WORK ITEM:
Where the lines below hold images, skip those and copy every word exactly.

RECORDS PROVIDED:
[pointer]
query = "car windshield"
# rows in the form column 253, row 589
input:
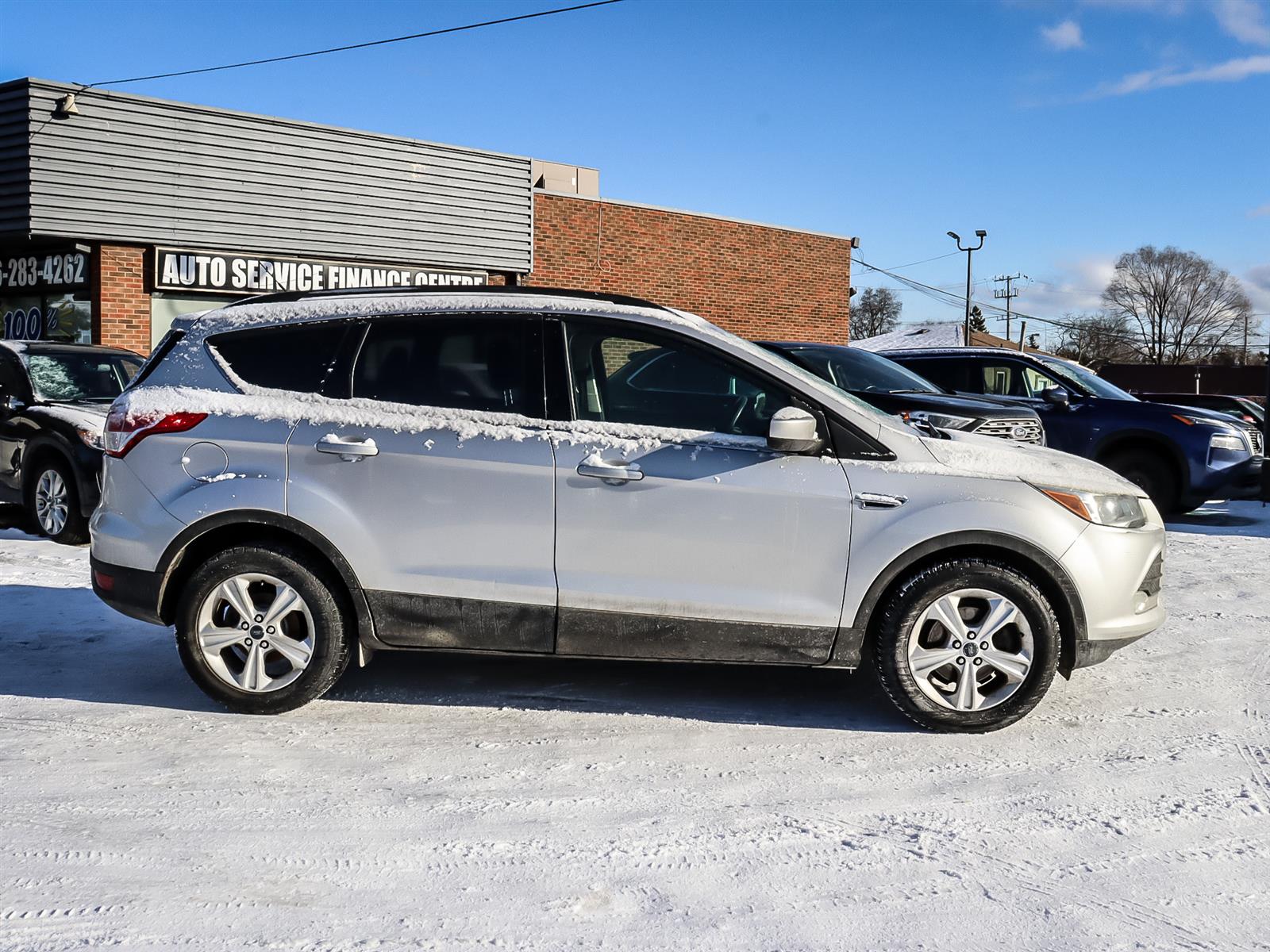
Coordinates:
column 1086, row 380
column 79, row 374
column 864, row 371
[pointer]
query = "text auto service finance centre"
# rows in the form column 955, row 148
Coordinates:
column 127, row 211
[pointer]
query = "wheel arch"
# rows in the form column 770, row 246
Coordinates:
column 1151, row 442
column 1018, row 554
column 205, row 537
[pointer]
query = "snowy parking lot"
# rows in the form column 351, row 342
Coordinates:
column 454, row 803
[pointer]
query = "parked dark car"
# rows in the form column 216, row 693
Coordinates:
column 1181, row 456
column 1241, row 408
column 54, row 399
column 895, row 390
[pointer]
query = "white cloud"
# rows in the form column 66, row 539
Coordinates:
column 1064, row 36
column 1244, row 19
column 1230, row 71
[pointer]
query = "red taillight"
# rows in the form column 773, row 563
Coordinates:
column 124, row 431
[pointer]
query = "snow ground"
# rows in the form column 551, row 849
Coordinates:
column 450, row 803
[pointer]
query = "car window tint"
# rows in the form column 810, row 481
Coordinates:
column 468, row 363
column 647, row 378
column 950, row 374
column 10, row 381
column 295, row 357
column 1037, row 381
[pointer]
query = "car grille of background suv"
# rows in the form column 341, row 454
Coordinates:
column 1022, row 431
column 1259, row 444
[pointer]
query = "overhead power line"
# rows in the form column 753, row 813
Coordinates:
column 959, row 301
column 353, row 46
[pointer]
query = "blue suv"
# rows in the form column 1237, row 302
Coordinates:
column 1181, row 456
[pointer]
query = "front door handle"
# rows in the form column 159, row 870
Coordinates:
column 610, row 473
column 351, row 451
column 879, row 501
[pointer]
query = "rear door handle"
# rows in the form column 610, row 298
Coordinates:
column 610, row 473
column 348, row 450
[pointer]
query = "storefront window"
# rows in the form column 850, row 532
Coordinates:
column 52, row 317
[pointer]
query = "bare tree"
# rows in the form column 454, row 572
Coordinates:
column 876, row 311
column 1179, row 308
column 1096, row 340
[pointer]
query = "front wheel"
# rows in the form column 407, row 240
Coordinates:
column 52, row 501
column 260, row 631
column 967, row 645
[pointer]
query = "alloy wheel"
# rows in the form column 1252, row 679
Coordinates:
column 52, row 501
column 256, row 632
column 971, row 651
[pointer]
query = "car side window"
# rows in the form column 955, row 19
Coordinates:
column 292, row 357
column 10, row 378
column 950, row 374
column 467, row 363
column 628, row 374
column 1035, row 381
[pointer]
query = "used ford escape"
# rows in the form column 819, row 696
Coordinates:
column 306, row 479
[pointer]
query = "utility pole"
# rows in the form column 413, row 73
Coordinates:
column 981, row 234
column 1009, row 294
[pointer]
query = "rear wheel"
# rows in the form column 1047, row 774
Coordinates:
column 967, row 645
column 1151, row 473
column 260, row 631
column 52, row 501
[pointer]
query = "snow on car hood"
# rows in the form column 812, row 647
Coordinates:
column 87, row 416
column 992, row 457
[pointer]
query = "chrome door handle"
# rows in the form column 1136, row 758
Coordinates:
column 879, row 501
column 611, row 473
column 348, row 450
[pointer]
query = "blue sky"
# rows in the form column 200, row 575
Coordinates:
column 1071, row 130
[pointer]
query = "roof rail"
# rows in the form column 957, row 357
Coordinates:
column 511, row 291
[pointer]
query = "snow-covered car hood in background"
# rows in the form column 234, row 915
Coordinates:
column 87, row 416
column 992, row 457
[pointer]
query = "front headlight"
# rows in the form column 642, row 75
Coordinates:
column 93, row 440
column 945, row 422
column 1230, row 441
column 1123, row 512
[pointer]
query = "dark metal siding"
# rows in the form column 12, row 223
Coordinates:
column 14, row 175
column 154, row 171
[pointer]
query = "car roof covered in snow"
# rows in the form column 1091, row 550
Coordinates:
column 285, row 309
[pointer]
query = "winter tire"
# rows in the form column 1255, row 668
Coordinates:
column 260, row 631
column 52, row 501
column 1151, row 473
column 967, row 645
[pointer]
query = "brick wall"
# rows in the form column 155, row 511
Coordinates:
column 756, row 281
column 122, row 306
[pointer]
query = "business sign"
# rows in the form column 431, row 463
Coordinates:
column 55, row 270
column 178, row 270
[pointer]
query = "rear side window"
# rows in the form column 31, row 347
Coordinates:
column 467, row 363
column 296, row 357
column 633, row 376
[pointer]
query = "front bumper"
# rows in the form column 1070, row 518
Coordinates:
column 1118, row 574
column 133, row 592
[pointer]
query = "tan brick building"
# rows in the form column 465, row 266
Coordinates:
column 124, row 213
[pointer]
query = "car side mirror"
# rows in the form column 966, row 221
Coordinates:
column 1056, row 397
column 793, row 431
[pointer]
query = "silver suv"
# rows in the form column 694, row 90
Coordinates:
column 306, row 479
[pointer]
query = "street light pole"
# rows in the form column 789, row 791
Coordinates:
column 981, row 234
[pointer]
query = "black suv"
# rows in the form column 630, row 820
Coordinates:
column 897, row 390
column 1180, row 456
column 54, row 399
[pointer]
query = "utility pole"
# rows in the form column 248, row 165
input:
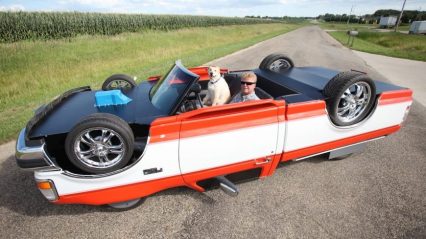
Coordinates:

RESPONSE TO THE TASK:
[pointer]
query = "car windshield"
# rows in the form column 253, row 589
input:
Coordinates:
column 1086, row 380
column 79, row 374
column 864, row 371
[pointer]
query = "text auto service finance centre"
# rows in the form column 955, row 148
Coordinates:
column 127, row 211
[pointer]
query = "wheel arch"
# rows in the form column 770, row 246
Coordinates:
column 1151, row 442
column 1018, row 554
column 205, row 537
[pointer]
query = "snowy parking lot"
# rows in the form column 351, row 342
Coordinates:
column 454, row 803
[pointer]
query = "parked dark car"
# rows in the form column 216, row 693
Coordinates:
column 1181, row 456
column 1241, row 408
column 54, row 399
column 895, row 390
[pointer]
query = "white cloud"
# rows in the form column 66, row 539
Coordinates:
column 1064, row 36
column 1244, row 19
column 1230, row 71
[pointer]
query = "red taillight"
# rows in the form column 773, row 563
Coordinates:
column 124, row 431
[pointer]
query = "snow ground"
# rows in the form column 551, row 849
Coordinates:
column 450, row 803
[pointer]
query = "car window tint"
# rows in the form column 810, row 481
Coordinates:
column 468, row 363
column 647, row 378
column 950, row 374
column 10, row 381
column 295, row 357
column 1037, row 381
[pointer]
query = "car grille of background suv"
# rows in the form column 341, row 454
Coordinates:
column 1022, row 431
column 1259, row 444
[pointer]
query = "overhead power line"
# rows in the form column 753, row 813
Coordinates:
column 959, row 301
column 353, row 46
[pointer]
query = "blue suv"
# rows in the form column 1237, row 302
Coordinates:
column 1181, row 456
[pointer]
query = "front door handle"
# rows in the form column 159, row 870
Coordinates:
column 610, row 473
column 351, row 451
column 879, row 501
[pointer]
query = "rear door handle"
# rows in the form column 610, row 298
Coordinates:
column 610, row 473
column 348, row 450
[pointer]
query = "storefront window"
# rows in the form column 850, row 532
Coordinates:
column 52, row 317
[pointer]
query = "bare tree"
# rows in the form column 454, row 572
Coordinates:
column 876, row 311
column 1179, row 308
column 1096, row 340
[pointer]
query = "front wheel"
# rows in the form column 407, row 240
Coordinates:
column 52, row 501
column 260, row 631
column 967, row 645
[pointer]
query = "alloy wheel"
# rows in the form column 1252, row 679
Coordinates:
column 52, row 501
column 256, row 632
column 971, row 651
[pointer]
query = "car side window"
# rows in the form column 955, row 19
Coordinates:
column 292, row 357
column 10, row 378
column 950, row 374
column 467, row 363
column 628, row 374
column 1035, row 381
[pointer]
query = "used ford escape"
# rows in the form column 819, row 696
Coordinates:
column 306, row 479
[pointer]
query = "utility pole"
# rows in the form column 413, row 73
Coordinates:
column 981, row 234
column 1009, row 294
[pointer]
query = "rear wheel"
# rows in the form column 1047, row 774
Coordinates:
column 967, row 645
column 1151, row 473
column 260, row 631
column 52, row 501
[pointer]
query = "snow on car hood"
# rows in the form column 812, row 647
Coordinates:
column 87, row 416
column 992, row 457
[pointer]
query = "chrome door handle"
# rows in the form column 1136, row 758
Coordinates:
column 879, row 501
column 611, row 473
column 348, row 450
[pointer]
query = "blue sky"
# rows in the form column 200, row 575
Coordinates:
column 1071, row 130
[pointer]
query = "roof rail"
# rows in the form column 957, row 357
Coordinates:
column 511, row 291
[pointer]
query = "snow-covered car hood in background"
# rows in the form column 234, row 915
Coordinates:
column 87, row 416
column 992, row 457
[pointer]
query = "front headlight"
# rows in the form column 642, row 75
Coordinates:
column 93, row 440
column 945, row 422
column 1230, row 441
column 1123, row 512
[pointer]
query = "dark metal siding"
# rows in the form column 12, row 223
Coordinates:
column 14, row 175
column 154, row 171
[pointer]
query = "car roof covered in snow"
# rows in the form column 1091, row 550
Coordinates:
column 285, row 309
[pointer]
query = "winter tire"
# rows in the form column 1255, row 668
Coordinates:
column 260, row 631
column 52, row 501
column 1151, row 473
column 967, row 645
[pointer]
query = "brick wall"
# rows in the form column 155, row 511
Coordinates:
column 756, row 281
column 122, row 306
[pointer]
query = "business sign"
# rows in the form column 431, row 463
Coordinates:
column 55, row 270
column 178, row 270
[pointer]
query = "rear side window"
# rows in the form column 31, row 347
Coordinates:
column 467, row 363
column 296, row 357
column 633, row 376
[pointer]
query = "front bumper"
# rows in the form column 1070, row 518
Coordinates:
column 1118, row 574
column 133, row 592
[pointer]
query = "tan brick building"
# rows in the form column 465, row 266
Coordinates:
column 124, row 213
[pointer]
query = "car side mirror"
# rows in the form column 966, row 221
Coordinates:
column 1056, row 397
column 793, row 431
[pointer]
query = "silver suv"
# rows in the form column 694, row 90
Coordinates:
column 306, row 479
[pointer]
query = "street light pole"
# rows in the form column 789, row 791
Coordinates:
column 981, row 234
[pointer]
query = "black suv"
# rows in the form column 630, row 820
Coordinates:
column 897, row 390
column 1180, row 456
column 54, row 399
[pointer]
query = "utility pole"
# rows in the form column 248, row 165
input:
Coordinates:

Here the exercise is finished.